■ **What you need to do**:
If a line holds an image, leave the image out; write out everything else in the records exactly.

====

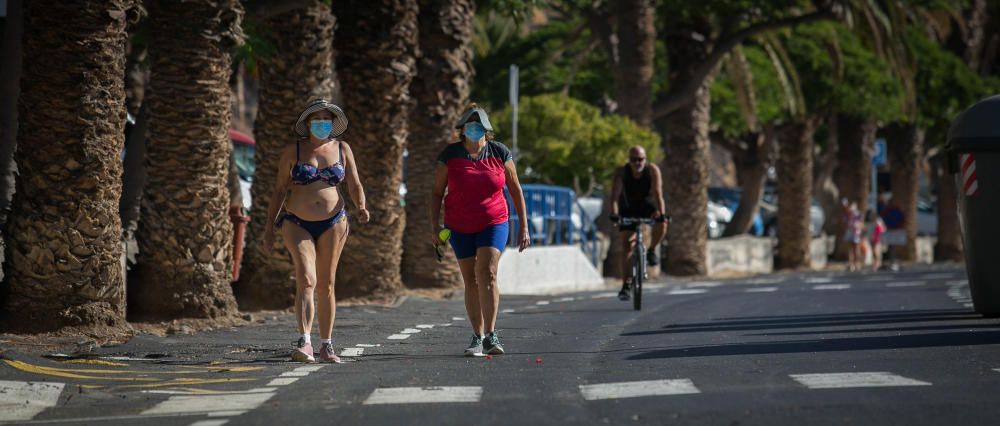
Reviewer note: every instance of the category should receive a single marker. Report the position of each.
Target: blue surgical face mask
(474, 131)
(320, 129)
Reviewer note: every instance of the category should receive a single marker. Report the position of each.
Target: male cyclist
(637, 192)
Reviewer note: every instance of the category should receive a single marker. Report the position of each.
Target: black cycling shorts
(642, 210)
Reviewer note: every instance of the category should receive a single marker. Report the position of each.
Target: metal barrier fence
(554, 218)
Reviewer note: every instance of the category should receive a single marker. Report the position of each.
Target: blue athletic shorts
(465, 245)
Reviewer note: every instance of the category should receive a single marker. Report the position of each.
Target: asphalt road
(819, 348)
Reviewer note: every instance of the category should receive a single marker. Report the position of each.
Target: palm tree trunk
(64, 233)
(949, 238)
(634, 71)
(300, 69)
(795, 194)
(185, 235)
(685, 166)
(441, 90)
(906, 152)
(752, 162)
(377, 43)
(856, 142)
(10, 76)
(824, 188)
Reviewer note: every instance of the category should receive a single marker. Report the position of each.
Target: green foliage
(863, 85)
(256, 46)
(564, 141)
(945, 84)
(768, 93)
(546, 57)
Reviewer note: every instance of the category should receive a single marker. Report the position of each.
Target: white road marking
(604, 295)
(310, 368)
(881, 278)
(906, 284)
(704, 284)
(936, 276)
(176, 392)
(855, 380)
(352, 352)
(767, 280)
(282, 381)
(24, 400)
(687, 291)
(210, 403)
(832, 287)
(761, 289)
(637, 389)
(210, 422)
(425, 395)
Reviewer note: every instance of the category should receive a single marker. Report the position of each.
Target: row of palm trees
(65, 266)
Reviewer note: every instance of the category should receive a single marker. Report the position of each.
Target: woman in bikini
(308, 209)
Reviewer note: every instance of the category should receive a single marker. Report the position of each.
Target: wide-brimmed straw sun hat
(339, 122)
(483, 118)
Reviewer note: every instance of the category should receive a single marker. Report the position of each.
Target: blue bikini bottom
(315, 228)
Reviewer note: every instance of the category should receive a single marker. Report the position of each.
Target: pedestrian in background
(474, 171)
(313, 220)
(852, 235)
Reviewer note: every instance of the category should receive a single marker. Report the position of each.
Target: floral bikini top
(305, 173)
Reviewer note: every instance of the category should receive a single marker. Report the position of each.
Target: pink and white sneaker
(303, 351)
(328, 354)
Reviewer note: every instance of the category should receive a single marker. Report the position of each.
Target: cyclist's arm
(616, 191)
(437, 195)
(656, 189)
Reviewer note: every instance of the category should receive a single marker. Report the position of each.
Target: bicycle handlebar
(637, 220)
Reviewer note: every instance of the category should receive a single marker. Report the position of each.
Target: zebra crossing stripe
(832, 287)
(855, 380)
(24, 400)
(621, 390)
(424, 395)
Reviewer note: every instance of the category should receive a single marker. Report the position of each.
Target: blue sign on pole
(878, 159)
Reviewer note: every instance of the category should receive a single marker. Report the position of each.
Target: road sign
(878, 159)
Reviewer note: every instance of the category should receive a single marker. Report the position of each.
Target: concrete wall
(740, 254)
(547, 270)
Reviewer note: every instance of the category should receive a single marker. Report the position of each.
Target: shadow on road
(809, 321)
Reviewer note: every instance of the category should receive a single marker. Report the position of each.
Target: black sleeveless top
(637, 189)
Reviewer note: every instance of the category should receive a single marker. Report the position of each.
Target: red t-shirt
(475, 187)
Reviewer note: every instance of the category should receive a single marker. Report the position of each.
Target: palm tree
(64, 251)
(441, 91)
(184, 263)
(298, 67)
(376, 49)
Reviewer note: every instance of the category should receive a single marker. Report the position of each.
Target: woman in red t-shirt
(474, 171)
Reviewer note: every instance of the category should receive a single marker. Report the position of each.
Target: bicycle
(638, 257)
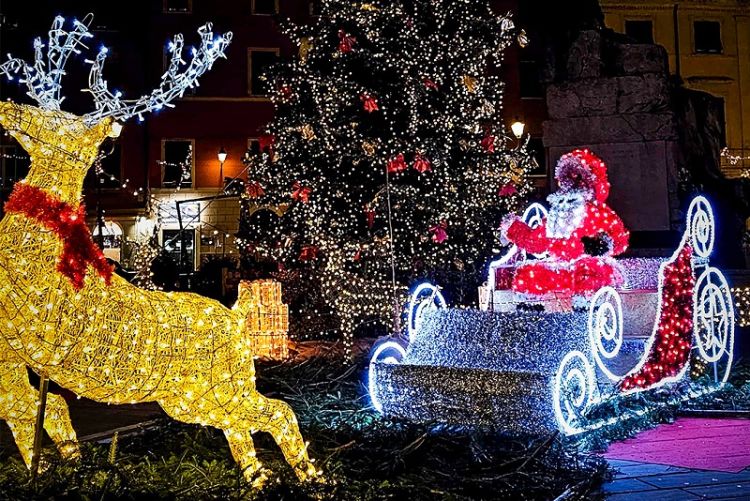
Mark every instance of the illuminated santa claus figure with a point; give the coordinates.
(580, 235)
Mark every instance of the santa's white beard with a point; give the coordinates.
(565, 214)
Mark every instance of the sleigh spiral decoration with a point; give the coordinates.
(574, 392)
(606, 328)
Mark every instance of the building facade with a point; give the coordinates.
(708, 43)
(173, 155)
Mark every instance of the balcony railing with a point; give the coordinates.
(735, 162)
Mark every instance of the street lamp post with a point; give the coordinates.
(518, 127)
(222, 157)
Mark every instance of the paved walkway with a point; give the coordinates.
(692, 458)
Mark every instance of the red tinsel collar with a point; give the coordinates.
(69, 224)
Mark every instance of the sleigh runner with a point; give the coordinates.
(515, 367)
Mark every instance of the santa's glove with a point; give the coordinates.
(505, 225)
(599, 245)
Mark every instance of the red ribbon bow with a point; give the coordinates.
(254, 190)
(309, 253)
(266, 142)
(439, 235)
(346, 42)
(69, 224)
(301, 193)
(421, 164)
(488, 143)
(397, 164)
(369, 103)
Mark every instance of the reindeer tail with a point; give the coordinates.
(263, 317)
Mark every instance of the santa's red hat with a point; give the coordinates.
(582, 171)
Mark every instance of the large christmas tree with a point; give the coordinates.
(387, 153)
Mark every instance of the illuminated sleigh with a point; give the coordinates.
(530, 371)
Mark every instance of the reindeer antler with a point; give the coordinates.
(174, 82)
(44, 82)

====

■ **Result**:
Reviewer note: every instance of the category should receive a single marker. Report the position of each.
Target: blue surgical face mask
(474, 131)
(320, 129)
Reviewer note: every instance of the category should receive a single marker. Report the position of each.
Target: male cyclist
(637, 192)
Reviewer note: every instance of the category should receive a single marker. Report the position of each.
Target: black cycling shorts
(642, 210)
Reviewer note: every instance of the category should receive a single marker. Report the position of each.
Target: metal barrier fence
(554, 218)
Reviewer note: every instance of the category should receive a single marker. Report the position of each.
Target: blue athletic shorts
(465, 245)
Reviewer note: every instance of the category should receive a single marker. Report the position of each.
Target: asphalt road
(819, 348)
Reviewer note: every instance of the category should receive a single marker. Report the position of each.
Target: palm tree trunk
(64, 233)
(949, 238)
(634, 71)
(300, 69)
(795, 194)
(185, 235)
(685, 166)
(441, 90)
(906, 152)
(752, 162)
(377, 43)
(856, 142)
(10, 76)
(824, 188)
Reviewer note: every instance of the category should receive a single marker. Report the position of each.
Target: green foliage
(863, 85)
(256, 46)
(564, 141)
(945, 84)
(768, 93)
(546, 57)
Reviewer note: every instance of the category should receive a single marker. Report the position of each.
Target: white road marking
(604, 295)
(310, 368)
(881, 278)
(906, 284)
(704, 284)
(936, 276)
(176, 392)
(855, 380)
(352, 352)
(767, 280)
(282, 381)
(24, 400)
(687, 291)
(210, 403)
(832, 287)
(761, 289)
(637, 389)
(210, 422)
(425, 395)
Reviewer note: every instance of the category should receive a single marker. Report the position of each.
Target: row of palm trees
(65, 266)
Reviewer note: every instance of the category should receive a single marker. Report the position of each.
Target: woman in bikini
(308, 209)
Reviewer note: every instance of the category should receive a single marker. Report the position of each.
Target: wide-brimmed straw sun hat
(339, 122)
(483, 118)
Reviewer note: every instance of the category should receive a single marker. Report the position of each.
Target: blue bikini bottom
(315, 228)
Reviewer note: every instance of the category should receive a single marker. Report the position of each.
Target: pedestrian in background
(474, 171)
(313, 220)
(852, 235)
Reviewer note: every instance of the category should receive a single marker. Report the position of each.
Target: floral bikini top
(305, 173)
Reviewer note: every instance of the category should receive a single marker. Report the position of each.
Target: pink and white sneaker
(303, 351)
(328, 354)
Reviewer note: every instance of the category should receive a single marker. Report the position of each.
Target: cyclist's arm
(616, 191)
(437, 195)
(656, 189)
Reviewer note: every instance of the category should receive a single marker. Report the position of each.
Target: bicycle handlebar
(637, 220)
Reviewer note: every instance of the category should receive a single marker. Report the position of each.
Target: zebra crossing stripe
(832, 287)
(855, 380)
(24, 400)
(621, 390)
(424, 395)
Reviewer note: every instance of the category should receive a single marker. Report the position of each.
Target: blue sign on pole
(878, 159)
Reviewer note: every instance of the category should receive a single marker. Report the position of each.
Target: road sign
(878, 159)
Reviewer note: every instance of the category should receive a single marker. Report the position of each.
Target: concrete wall
(740, 254)
(547, 270)
Reviewer note: every instance of the category should receive a single marker. Report the position of each.
Target: shadow on road
(809, 321)
Reviewer note: every instance of the category should receive a single marker. Report the position of each.
Target: black sleeveless top
(637, 189)
Reviewer note: every instance of the category should receive a single marker. Report the position of each.
Target: red t-shirt
(475, 187)
Reviewer note: every instance of the category should receive a single marker. Report the position of each.
Target: palm tree
(64, 251)
(441, 91)
(184, 263)
(298, 67)
(376, 49)
Reviewer note: every instance of the category should receive a single marker. Report the position of each.
Target: woman in red t-shirt
(474, 171)
Reviewer note: every instance of the category should receive a single marker. Report the position of each.
Target: bicycle
(638, 257)
Mark every instance of the illuminated santa claus figure with a point; give the coordinates.
(580, 235)
Mark every instance of the santa's white beard with a point; give the coordinates.
(565, 214)
Mark every instance of the sleigh spiral decoration with a point; give the coordinates.
(574, 392)
(606, 328)
Mark every instance of the building facade with a point; give the coordinates.
(708, 43)
(173, 155)
Mark every instance of the balcony railing with a point; give the coordinates.
(735, 162)
Mark every instance of the street lamp post with a point; give the coordinates.
(518, 127)
(222, 157)
Mark every instance of the paved walkway with a point; give the coordinates.
(692, 458)
Mark every instance of the red tinsel collar with a point; give the coordinates.
(69, 224)
Mark every instance of the sleigh runner with a point; give the coordinates.
(515, 367)
Mark every instance of the santa's glove with a point; give the coordinates.
(505, 225)
(599, 245)
Mark every instance of the red ribbon bow with a point; give the coordinates.
(254, 190)
(309, 253)
(266, 142)
(439, 235)
(346, 42)
(69, 224)
(301, 193)
(421, 164)
(488, 143)
(397, 164)
(369, 103)
Mark every instance of the reindeer tail with a point; give the coordinates.
(263, 317)
Mark every instance of the santa's red hat with a point; give the coordinates.
(582, 171)
Mark every instance of the large christmas tree with a point; give the coordinates.
(387, 153)
Mark every instance of the illuminated sleigh with a point; give the coordinates.
(530, 371)
Mark every instance of the reindeer antler with a point; give the coordinates.
(174, 82)
(44, 82)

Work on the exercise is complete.